◆ Data for the task ◆
== Segment start ==

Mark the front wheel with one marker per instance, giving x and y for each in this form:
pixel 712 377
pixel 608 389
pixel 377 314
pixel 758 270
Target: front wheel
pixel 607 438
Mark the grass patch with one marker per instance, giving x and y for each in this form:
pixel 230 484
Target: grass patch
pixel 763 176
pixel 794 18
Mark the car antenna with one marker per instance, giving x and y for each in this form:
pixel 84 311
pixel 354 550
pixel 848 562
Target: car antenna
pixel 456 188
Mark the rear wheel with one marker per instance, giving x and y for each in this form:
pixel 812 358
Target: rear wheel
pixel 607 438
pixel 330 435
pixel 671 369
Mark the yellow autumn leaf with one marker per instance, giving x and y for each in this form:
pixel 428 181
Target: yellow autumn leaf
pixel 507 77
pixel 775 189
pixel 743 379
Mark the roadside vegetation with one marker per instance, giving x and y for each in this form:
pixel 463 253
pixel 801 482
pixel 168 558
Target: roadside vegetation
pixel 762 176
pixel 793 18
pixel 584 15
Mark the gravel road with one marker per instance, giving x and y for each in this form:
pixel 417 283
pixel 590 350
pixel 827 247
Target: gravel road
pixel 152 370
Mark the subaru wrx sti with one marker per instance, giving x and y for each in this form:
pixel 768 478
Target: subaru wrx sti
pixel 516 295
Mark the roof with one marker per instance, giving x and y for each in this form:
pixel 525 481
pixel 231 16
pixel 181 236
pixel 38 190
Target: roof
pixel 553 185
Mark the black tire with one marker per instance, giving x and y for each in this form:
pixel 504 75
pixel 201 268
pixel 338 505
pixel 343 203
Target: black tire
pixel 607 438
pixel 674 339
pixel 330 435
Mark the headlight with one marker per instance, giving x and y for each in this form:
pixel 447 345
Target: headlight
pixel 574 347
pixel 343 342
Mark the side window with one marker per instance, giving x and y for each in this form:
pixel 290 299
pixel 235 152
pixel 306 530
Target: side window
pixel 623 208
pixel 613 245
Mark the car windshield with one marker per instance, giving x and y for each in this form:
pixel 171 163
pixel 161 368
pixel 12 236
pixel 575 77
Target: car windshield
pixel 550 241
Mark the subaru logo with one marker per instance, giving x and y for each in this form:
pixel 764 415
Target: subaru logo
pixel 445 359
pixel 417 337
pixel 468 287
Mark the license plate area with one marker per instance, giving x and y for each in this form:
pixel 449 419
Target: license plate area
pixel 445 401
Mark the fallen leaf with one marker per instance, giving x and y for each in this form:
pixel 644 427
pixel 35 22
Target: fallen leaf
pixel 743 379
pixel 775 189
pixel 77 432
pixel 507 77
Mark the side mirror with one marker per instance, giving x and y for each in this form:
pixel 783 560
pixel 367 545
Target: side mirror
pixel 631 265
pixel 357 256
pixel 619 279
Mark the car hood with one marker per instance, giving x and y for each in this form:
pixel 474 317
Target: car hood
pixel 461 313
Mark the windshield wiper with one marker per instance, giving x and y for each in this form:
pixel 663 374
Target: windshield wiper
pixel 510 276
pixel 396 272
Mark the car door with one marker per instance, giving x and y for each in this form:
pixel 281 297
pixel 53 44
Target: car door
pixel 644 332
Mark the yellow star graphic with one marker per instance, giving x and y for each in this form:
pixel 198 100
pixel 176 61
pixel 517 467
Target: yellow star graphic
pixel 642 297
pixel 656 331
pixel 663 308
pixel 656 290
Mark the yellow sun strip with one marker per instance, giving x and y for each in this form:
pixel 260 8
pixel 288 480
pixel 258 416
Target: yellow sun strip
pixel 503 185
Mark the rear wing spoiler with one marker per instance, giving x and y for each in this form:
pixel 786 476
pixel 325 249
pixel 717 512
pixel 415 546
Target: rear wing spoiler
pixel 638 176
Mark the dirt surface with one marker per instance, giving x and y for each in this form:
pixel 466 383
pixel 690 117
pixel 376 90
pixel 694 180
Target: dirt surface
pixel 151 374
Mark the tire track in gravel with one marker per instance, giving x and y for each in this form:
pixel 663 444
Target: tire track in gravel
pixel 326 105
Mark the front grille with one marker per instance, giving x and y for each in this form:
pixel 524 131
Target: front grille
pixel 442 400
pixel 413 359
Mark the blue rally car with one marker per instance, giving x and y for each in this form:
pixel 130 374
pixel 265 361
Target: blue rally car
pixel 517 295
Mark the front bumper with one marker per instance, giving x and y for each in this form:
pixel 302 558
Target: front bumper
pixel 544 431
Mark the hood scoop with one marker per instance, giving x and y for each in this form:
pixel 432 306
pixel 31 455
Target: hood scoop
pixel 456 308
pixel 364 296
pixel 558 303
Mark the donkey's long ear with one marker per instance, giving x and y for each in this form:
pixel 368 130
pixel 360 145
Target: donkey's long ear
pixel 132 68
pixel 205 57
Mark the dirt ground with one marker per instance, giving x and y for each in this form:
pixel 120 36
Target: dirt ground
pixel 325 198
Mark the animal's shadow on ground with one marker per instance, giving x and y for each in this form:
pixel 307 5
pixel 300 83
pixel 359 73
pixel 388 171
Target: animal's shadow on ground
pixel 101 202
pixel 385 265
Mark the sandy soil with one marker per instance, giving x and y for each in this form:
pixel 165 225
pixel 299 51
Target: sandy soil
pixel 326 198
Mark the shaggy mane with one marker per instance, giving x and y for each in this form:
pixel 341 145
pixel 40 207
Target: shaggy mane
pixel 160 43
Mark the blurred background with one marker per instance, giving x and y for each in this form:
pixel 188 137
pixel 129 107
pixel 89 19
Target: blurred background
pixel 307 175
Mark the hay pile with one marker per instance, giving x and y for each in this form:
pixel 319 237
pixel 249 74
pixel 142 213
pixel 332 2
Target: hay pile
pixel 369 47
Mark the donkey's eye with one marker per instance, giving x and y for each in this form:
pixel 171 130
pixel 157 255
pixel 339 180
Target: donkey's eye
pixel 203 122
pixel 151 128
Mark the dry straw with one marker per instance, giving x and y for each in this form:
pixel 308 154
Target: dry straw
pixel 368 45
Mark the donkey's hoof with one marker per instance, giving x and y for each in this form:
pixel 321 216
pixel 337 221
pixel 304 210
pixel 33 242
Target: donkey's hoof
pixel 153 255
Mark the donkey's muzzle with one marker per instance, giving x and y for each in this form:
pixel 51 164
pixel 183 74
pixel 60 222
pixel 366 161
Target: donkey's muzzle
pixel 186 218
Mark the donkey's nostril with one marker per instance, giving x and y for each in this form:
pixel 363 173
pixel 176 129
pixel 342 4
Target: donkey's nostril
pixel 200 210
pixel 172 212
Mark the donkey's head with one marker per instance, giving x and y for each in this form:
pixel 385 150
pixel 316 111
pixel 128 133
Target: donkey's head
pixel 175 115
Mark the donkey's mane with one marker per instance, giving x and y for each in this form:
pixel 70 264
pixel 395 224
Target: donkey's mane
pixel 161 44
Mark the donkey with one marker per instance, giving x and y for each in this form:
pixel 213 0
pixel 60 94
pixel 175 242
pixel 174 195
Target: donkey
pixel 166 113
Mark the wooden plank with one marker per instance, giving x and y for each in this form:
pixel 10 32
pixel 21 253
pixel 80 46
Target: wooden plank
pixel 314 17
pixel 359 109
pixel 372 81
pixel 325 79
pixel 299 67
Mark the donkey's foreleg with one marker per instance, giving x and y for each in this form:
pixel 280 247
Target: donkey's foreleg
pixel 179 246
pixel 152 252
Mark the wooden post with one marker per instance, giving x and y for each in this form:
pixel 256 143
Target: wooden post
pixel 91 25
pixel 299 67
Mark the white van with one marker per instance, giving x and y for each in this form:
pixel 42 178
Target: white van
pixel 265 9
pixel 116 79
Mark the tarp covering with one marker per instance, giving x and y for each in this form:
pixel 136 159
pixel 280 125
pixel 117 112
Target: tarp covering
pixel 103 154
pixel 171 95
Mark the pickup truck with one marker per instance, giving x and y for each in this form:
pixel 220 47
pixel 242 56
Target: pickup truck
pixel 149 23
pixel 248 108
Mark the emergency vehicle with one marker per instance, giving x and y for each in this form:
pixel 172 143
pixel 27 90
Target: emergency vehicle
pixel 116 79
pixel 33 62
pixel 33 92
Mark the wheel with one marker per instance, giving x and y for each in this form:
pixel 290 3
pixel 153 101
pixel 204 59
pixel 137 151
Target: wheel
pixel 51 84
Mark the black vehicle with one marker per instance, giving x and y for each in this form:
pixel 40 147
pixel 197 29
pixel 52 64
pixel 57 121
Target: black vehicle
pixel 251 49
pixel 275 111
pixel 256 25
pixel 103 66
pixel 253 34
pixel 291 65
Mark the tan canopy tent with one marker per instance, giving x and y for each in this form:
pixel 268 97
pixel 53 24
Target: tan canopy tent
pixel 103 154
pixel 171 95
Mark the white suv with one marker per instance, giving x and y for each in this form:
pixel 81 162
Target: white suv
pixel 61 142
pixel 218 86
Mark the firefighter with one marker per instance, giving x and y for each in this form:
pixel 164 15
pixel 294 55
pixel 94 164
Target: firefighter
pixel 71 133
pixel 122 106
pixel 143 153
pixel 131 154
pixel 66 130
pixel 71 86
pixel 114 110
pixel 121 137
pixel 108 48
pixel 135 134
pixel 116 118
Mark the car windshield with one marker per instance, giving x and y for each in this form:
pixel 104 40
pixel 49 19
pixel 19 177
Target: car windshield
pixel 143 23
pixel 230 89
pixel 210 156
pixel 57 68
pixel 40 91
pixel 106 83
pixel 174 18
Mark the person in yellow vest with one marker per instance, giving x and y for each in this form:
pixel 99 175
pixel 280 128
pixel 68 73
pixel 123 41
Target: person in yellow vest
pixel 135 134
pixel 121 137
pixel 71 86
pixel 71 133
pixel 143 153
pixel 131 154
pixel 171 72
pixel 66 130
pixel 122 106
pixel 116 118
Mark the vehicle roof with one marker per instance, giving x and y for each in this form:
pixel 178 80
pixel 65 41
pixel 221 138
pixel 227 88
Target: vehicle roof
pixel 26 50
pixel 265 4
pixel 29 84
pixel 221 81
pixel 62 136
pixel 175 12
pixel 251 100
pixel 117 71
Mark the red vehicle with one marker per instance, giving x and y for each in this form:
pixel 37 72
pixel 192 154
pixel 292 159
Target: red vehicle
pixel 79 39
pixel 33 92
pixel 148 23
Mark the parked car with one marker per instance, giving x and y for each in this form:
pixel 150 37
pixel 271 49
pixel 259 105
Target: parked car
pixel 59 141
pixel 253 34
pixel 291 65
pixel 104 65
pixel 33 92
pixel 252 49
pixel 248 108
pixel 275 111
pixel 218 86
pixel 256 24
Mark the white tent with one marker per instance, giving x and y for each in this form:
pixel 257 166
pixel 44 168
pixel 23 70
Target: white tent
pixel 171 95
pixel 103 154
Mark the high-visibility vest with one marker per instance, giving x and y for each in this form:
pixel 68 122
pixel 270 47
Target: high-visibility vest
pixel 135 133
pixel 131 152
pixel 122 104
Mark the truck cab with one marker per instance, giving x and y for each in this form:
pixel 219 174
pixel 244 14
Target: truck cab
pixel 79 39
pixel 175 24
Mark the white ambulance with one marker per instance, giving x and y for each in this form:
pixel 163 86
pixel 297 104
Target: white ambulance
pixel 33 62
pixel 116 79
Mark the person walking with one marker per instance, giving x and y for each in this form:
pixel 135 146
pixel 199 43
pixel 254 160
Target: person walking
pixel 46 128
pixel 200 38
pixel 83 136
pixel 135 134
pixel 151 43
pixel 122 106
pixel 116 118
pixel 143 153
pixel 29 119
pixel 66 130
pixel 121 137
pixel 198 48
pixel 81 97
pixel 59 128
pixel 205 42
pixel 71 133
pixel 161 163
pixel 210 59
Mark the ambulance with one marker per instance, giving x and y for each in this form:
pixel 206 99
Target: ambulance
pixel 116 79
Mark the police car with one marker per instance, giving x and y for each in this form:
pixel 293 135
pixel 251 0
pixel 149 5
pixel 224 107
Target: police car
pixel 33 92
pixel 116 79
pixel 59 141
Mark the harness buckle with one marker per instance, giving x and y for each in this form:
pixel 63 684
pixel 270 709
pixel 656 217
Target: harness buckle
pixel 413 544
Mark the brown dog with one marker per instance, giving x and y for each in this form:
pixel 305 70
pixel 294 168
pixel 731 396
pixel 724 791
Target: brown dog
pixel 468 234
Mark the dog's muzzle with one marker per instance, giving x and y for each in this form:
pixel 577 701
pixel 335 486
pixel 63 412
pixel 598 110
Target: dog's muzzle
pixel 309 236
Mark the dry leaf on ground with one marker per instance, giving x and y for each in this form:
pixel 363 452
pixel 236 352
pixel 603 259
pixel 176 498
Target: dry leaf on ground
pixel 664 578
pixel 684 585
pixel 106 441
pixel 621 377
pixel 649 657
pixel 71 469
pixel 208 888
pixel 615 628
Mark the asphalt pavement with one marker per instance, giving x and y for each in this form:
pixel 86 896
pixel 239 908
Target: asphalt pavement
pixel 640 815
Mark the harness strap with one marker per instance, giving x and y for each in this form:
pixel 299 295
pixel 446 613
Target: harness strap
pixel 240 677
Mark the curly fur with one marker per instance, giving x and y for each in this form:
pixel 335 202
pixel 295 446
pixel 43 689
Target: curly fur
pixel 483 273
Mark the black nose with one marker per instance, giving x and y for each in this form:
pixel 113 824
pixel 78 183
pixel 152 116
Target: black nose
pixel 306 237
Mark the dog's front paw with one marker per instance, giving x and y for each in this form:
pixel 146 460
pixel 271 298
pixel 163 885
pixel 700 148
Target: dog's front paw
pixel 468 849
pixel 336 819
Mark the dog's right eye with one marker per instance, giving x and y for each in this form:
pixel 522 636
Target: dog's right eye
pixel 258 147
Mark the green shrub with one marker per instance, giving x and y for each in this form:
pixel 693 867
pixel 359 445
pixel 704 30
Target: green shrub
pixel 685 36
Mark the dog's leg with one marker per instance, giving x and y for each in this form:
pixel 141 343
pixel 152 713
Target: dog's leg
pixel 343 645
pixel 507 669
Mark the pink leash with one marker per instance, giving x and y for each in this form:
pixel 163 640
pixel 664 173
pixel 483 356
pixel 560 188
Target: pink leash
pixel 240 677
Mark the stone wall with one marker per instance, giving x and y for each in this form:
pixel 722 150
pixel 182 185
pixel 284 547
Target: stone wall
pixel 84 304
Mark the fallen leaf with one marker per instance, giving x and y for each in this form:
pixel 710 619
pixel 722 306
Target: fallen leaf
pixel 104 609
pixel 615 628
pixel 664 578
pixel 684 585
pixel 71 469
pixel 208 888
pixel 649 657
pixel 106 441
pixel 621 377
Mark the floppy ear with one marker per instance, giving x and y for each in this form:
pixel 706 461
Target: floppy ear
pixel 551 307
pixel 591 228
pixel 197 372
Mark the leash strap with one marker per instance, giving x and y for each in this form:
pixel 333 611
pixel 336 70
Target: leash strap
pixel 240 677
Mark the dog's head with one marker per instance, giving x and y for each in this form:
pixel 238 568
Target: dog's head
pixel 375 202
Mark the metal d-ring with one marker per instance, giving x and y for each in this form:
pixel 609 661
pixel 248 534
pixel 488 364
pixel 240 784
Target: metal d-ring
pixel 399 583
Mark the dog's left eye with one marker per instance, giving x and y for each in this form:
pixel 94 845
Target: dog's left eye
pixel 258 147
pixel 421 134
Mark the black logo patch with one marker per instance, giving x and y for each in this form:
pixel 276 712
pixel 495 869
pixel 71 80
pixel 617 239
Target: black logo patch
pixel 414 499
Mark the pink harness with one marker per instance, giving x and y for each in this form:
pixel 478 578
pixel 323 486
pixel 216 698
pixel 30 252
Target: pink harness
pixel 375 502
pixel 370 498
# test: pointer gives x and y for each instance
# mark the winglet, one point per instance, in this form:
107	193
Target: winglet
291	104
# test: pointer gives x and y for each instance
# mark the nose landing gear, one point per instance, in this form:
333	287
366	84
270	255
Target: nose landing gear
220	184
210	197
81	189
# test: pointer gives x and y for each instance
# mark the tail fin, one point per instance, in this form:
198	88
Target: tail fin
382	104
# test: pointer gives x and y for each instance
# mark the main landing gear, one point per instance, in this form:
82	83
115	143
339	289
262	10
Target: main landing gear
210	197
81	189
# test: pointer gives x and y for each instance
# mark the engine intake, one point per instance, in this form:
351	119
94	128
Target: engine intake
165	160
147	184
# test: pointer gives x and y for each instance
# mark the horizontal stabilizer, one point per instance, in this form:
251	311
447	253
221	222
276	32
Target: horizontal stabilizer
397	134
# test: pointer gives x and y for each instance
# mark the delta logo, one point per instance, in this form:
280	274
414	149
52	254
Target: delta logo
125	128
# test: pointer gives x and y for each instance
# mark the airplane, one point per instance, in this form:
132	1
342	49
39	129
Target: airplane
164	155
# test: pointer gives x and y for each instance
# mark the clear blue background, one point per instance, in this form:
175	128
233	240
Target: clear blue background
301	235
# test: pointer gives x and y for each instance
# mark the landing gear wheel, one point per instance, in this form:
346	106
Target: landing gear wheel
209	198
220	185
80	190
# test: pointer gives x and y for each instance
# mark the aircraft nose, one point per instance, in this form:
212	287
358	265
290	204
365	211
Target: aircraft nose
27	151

== Segment end ==

◆ Exercise prompt ◆
Give back exactly the lines of the listing above that run from the line with "pixel 336 70" to the line with "pixel 71 80", inclusive.

◆ Answer to the problem ◆
pixel 336 70
Target: leash strap
pixel 240 677
Mark the dog's head with one marker per instance, giving x and y for each in this form:
pixel 238 568
Target: dog's head
pixel 375 202
Mark the metal d-ring with one marker per instance, giving x and y for each in this form:
pixel 609 661
pixel 248 534
pixel 488 364
pixel 240 784
Target: metal d-ring
pixel 399 583
Mark the dog's left eye with one marker per instance, giving x and y for each in this form:
pixel 94 845
Target: dog's left eye
pixel 258 147
pixel 421 134
Mark the black logo patch with one marker per instance, giving x and y for each in this form:
pixel 276 712
pixel 495 869
pixel 71 80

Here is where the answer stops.